HMB (betahydroxy betamethylybutyrate)
What is it? HMB is short for betahydroxy betamethylybutyrate, which is found as a metabolite of the essential amino acid (protein fragment) leucine in our bodies and in small amounts in food.
How does it work? The exact mechanisms are poorly understood, but HMB seems to both help protein synthesis within muscle while simultaneously reducing the amount of protein breakdown or catabolism that occurs as a result of training (exercise induced muscle damage) allowing a more rapid return to protein synthesis. The net effect is to maximise muscle growth as a result of resistance training.
How strong is the evidence that it does what it's claimed to do? Like creatine, HMB is one of the very few sport supplements backed by scientific research. In fact, in a 2003 survey in the Journal of Applied Physiology (No.94; 2003) of all the scientific literature published between 1967 and 2001 examining 250 different sports supplements, only HMB and creatine were found to significantly increase muscle mass when judged against strict criteria.
Who can benefit from it? Anybody seeking to maximise muscle gain or minimise muscle loss (eg. trying to conserve muscle mass while dieting to lose body fat).
What are the drawbacks? None really (other than cost) although the same health warning applies as for creatine. Remember, since we don't know exactly how it works, we can't know exactly what it's doing.

**Exercise:** From the text on HMB, pull out the passage from "Who can benefit" to "lose body fat).", word for word.

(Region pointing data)
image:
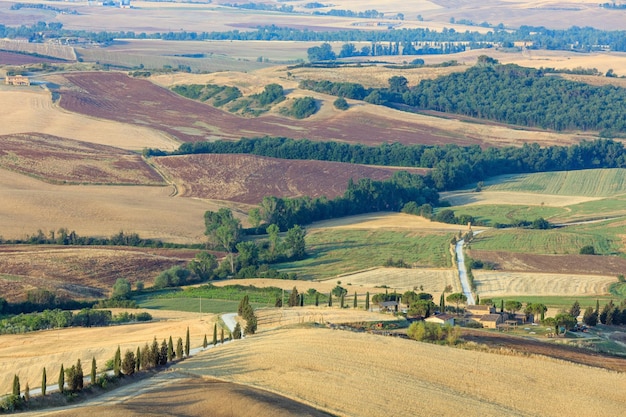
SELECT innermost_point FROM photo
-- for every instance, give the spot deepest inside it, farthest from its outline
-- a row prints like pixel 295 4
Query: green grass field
pixel 590 183
pixel 555 241
pixel 505 214
pixel 559 302
pixel 336 251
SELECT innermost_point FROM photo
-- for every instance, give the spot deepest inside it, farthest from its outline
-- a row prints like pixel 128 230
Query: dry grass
pixel 28 205
pixel 432 281
pixel 32 110
pixel 385 220
pixel 362 374
pixel 27 354
pixel 498 283
pixel 464 198
pixel 80 272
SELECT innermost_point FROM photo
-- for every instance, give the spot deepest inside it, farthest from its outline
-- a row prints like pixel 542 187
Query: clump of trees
pixel 431 332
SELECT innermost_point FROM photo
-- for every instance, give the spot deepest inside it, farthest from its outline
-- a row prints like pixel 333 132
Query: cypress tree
pixel 117 363
pixel 44 382
pixel 80 376
pixel 93 370
pixel 62 380
pixel 170 350
pixel 187 344
pixel 163 353
pixel 154 353
pixel 16 386
pixel 179 348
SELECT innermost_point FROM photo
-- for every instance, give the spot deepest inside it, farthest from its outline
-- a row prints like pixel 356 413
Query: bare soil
pixel 528 346
pixel 60 160
pixel 250 178
pixel 80 272
pixel 560 264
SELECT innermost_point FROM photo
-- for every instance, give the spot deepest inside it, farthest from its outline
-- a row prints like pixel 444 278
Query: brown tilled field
pixel 60 160
pixel 80 272
pixel 250 178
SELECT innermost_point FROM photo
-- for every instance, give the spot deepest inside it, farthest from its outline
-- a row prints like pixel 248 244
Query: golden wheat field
pixel 32 110
pixel 466 198
pixel 497 283
pixel 432 281
pixel 357 374
pixel 27 354
pixel 91 210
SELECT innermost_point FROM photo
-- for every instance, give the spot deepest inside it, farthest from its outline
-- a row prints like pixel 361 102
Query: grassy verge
pixel 558 302
pixel 332 252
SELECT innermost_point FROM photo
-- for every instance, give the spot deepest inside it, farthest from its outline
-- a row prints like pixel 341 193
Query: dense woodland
pixel 504 93
pixel 575 38
pixel 453 166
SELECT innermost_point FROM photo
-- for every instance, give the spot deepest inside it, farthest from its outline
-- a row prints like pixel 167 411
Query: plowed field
pixel 60 160
pixel 115 96
pixel 557 264
pixel 249 178
pixel 80 272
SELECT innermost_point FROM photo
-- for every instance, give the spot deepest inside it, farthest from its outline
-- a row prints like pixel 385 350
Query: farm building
pixel 441 319
pixel 480 310
pixel 491 321
pixel 16 80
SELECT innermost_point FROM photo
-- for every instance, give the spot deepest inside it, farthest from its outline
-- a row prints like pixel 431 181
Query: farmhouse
pixel 441 319
pixel 16 80
pixel 491 321
pixel 480 310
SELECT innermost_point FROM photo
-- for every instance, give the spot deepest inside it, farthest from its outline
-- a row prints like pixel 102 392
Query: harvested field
pixel 101 211
pixel 115 96
pixel 491 284
pixel 302 286
pixel 387 220
pixel 463 198
pixel 14 58
pixel 80 272
pixel 362 373
pixel 530 346
pixel 250 178
pixel 432 281
pixel 27 354
pixel 32 110
pixel 194 396
pixel 60 160
pixel 556 264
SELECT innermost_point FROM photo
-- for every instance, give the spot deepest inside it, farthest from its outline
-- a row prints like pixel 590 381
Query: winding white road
pixel 460 259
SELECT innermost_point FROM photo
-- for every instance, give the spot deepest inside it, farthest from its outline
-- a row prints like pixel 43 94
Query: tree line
pixel 505 93
pixel 537 37
pixel 452 166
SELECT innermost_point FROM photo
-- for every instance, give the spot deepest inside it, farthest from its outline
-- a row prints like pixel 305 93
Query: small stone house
pixel 441 319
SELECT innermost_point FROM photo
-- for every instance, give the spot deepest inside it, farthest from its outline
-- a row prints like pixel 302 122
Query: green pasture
pixel 193 305
pixel 332 252
pixel 506 214
pixel 560 302
pixel 561 241
pixel 590 183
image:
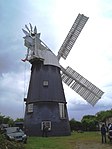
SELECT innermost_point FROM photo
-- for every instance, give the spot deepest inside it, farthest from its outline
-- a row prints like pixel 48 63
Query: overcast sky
pixel 91 55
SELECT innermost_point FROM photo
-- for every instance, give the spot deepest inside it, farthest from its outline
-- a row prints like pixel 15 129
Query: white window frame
pixel 30 107
pixel 46 123
pixel 62 110
pixel 45 83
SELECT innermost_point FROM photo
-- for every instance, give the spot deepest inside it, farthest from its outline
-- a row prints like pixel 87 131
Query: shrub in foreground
pixel 6 144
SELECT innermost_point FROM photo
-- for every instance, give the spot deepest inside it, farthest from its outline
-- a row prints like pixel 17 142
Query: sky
pixel 91 55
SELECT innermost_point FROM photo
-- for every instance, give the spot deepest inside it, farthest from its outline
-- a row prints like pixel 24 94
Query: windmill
pixel 46 103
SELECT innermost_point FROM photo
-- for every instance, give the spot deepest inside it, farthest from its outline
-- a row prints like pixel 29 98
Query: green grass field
pixel 86 140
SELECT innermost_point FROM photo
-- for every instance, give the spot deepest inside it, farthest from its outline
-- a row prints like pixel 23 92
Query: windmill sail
pixel 82 86
pixel 72 36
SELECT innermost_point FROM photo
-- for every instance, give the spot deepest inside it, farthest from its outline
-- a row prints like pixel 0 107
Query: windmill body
pixel 46 103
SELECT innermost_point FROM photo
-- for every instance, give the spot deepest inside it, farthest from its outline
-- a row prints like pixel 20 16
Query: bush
pixel 5 144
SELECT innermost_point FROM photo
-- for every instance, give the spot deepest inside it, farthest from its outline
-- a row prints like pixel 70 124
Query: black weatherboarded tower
pixel 45 102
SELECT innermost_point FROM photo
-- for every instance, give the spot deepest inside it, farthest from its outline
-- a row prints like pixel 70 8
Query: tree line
pixel 88 122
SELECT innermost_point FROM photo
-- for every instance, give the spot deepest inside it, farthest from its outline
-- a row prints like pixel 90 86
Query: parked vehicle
pixel 16 134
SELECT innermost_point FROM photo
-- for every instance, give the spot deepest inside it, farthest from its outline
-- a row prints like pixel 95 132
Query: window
pixel 30 108
pixel 46 123
pixel 62 110
pixel 45 83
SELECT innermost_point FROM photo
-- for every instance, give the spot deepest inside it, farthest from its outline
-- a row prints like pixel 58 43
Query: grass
pixel 75 141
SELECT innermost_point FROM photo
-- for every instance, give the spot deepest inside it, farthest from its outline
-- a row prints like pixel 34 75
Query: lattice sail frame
pixel 82 86
pixel 72 36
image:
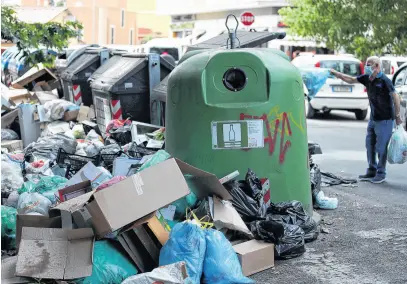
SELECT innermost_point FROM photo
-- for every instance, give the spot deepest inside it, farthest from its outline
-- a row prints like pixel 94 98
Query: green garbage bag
pixel 8 227
pixel 110 265
pixel 47 186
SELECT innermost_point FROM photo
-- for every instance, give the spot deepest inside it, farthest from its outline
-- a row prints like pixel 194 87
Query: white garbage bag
pixel 397 149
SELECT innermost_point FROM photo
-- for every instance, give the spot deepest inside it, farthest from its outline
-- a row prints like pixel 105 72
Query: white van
pixel 390 64
pixel 336 94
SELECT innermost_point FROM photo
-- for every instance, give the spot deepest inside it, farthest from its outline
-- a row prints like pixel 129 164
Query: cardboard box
pixel 145 192
pixel 143 242
pixel 12 145
pixel 74 209
pixel 70 115
pixel 55 253
pixel 75 190
pixel 255 256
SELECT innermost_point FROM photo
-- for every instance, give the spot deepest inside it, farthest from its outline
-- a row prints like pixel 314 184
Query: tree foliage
pixel 362 27
pixel 29 37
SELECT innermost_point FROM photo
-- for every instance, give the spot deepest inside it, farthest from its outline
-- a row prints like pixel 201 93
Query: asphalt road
pixel 367 239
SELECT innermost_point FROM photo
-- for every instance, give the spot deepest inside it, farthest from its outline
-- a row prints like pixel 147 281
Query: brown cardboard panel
pixel 255 256
pixel 55 253
pixel 206 182
pixel 8 270
pixel 137 196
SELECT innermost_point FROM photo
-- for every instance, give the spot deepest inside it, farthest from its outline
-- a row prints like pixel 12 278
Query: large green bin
pixel 236 109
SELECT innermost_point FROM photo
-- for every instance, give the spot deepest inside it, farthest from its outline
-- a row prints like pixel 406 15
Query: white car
pixel 336 94
pixel 390 64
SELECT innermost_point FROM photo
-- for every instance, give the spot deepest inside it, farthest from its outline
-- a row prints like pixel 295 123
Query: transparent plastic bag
pixel 33 202
pixel 8 227
pixel 8 134
pixel 314 79
pixel 221 265
pixel 186 243
pixel 110 265
pixel 397 149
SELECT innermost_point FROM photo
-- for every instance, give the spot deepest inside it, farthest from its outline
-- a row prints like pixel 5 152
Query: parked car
pixel 390 64
pixel 400 84
pixel 336 94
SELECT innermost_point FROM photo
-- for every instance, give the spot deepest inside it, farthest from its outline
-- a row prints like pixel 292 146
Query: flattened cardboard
pixel 12 145
pixel 35 221
pixel 207 183
pixel 8 270
pixel 255 256
pixel 55 253
pixel 224 215
pixel 41 73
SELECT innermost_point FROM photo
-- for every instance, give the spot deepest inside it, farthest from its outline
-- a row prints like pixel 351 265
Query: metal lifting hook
pixel 232 33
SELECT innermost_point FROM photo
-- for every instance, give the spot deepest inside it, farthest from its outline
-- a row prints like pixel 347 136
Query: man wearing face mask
pixel 385 107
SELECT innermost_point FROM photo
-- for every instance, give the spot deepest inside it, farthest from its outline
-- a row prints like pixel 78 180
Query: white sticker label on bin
pixel 138 183
pixel 238 134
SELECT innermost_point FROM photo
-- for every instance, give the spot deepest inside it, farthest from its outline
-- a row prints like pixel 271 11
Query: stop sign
pixel 247 18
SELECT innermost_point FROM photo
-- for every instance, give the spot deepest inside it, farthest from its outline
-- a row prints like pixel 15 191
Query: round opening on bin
pixel 234 79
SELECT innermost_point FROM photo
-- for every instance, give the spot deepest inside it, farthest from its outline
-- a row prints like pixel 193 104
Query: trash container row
pixel 118 84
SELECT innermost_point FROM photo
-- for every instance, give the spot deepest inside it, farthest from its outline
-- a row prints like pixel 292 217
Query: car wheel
pixel 310 111
pixel 361 114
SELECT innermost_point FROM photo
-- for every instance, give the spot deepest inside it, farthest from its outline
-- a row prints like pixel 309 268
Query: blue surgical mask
pixel 368 70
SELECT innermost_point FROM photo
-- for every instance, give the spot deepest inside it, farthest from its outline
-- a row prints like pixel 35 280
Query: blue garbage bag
pixel 314 79
pixel 221 265
pixel 186 243
pixel 110 265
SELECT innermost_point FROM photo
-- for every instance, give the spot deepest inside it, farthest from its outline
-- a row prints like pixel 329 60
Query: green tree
pixel 362 27
pixel 29 37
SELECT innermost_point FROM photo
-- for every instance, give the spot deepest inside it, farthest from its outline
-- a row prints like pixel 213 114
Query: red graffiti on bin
pixel 272 139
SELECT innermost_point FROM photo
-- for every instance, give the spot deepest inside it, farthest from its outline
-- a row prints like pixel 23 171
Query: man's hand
pixel 398 120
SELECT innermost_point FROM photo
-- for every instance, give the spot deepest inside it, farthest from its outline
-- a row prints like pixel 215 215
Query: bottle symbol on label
pixel 232 136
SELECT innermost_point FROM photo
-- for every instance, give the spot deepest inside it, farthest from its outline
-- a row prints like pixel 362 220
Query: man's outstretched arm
pixel 346 78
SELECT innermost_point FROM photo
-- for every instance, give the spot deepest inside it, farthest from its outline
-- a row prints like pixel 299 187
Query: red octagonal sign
pixel 247 18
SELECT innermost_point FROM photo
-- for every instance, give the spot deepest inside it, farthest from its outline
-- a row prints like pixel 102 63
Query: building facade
pixel 199 20
pixel 119 22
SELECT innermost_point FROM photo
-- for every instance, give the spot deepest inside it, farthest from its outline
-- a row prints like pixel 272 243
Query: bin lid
pixel 160 91
pixel 105 66
pixel 247 40
pixel 79 64
pixel 126 66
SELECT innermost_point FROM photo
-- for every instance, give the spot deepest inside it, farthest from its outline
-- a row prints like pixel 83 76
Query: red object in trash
pixel 247 18
pixel 38 164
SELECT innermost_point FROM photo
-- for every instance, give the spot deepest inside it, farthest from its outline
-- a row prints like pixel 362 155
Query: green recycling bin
pixel 236 109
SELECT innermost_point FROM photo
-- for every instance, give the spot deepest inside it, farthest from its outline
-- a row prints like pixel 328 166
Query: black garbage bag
pixel 316 178
pixel 267 230
pixel 291 244
pixel 247 207
pixel 293 213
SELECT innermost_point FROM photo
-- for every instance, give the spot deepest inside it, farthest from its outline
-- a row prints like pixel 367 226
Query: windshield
pixel 164 50
pixel 347 67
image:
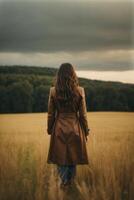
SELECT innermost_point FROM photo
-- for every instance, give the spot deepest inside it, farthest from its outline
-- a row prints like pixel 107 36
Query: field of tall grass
pixel 25 175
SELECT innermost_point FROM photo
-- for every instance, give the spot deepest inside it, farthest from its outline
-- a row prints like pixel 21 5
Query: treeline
pixel 25 89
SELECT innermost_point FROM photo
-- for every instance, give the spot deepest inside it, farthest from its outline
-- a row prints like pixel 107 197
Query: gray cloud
pixel 47 33
pixel 65 26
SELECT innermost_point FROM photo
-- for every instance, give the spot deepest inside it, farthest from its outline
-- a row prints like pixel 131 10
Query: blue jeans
pixel 66 172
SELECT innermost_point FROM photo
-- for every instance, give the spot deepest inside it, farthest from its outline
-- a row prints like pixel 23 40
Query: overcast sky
pixel 92 35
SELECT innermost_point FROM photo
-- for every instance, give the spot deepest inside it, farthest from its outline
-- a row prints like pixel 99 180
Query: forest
pixel 25 89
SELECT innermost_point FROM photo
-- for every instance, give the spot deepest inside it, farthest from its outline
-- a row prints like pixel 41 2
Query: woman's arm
pixel 83 114
pixel 51 112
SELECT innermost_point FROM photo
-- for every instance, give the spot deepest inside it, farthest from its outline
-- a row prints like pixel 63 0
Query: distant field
pixel 25 175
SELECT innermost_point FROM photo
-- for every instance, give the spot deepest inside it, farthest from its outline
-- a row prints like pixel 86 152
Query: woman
pixel 67 124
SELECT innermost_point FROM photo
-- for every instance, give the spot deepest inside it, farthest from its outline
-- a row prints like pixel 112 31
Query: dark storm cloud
pixel 65 26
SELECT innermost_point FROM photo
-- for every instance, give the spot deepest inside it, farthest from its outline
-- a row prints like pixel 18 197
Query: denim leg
pixel 66 172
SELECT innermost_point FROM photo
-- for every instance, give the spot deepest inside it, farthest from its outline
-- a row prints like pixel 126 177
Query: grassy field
pixel 25 175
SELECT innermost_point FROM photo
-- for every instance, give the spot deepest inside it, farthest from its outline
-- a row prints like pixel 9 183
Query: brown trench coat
pixel 68 132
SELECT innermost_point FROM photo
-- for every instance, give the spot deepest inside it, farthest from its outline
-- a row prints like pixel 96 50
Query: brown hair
pixel 66 85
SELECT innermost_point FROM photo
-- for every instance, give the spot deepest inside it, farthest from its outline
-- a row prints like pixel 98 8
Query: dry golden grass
pixel 25 175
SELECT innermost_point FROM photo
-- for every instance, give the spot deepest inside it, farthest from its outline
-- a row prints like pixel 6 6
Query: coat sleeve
pixel 51 113
pixel 83 114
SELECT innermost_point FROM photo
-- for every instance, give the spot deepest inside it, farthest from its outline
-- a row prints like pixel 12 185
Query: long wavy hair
pixel 66 85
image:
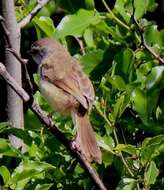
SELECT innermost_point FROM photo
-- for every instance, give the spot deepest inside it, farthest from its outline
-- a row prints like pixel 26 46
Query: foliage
pixel 115 48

**Exercise solution:**
Who can benefit from it? Anybody seeking to maximise muscle gain or minimise muscle loss (eg. trying to conserve muscle mass while dieting to lose body fat).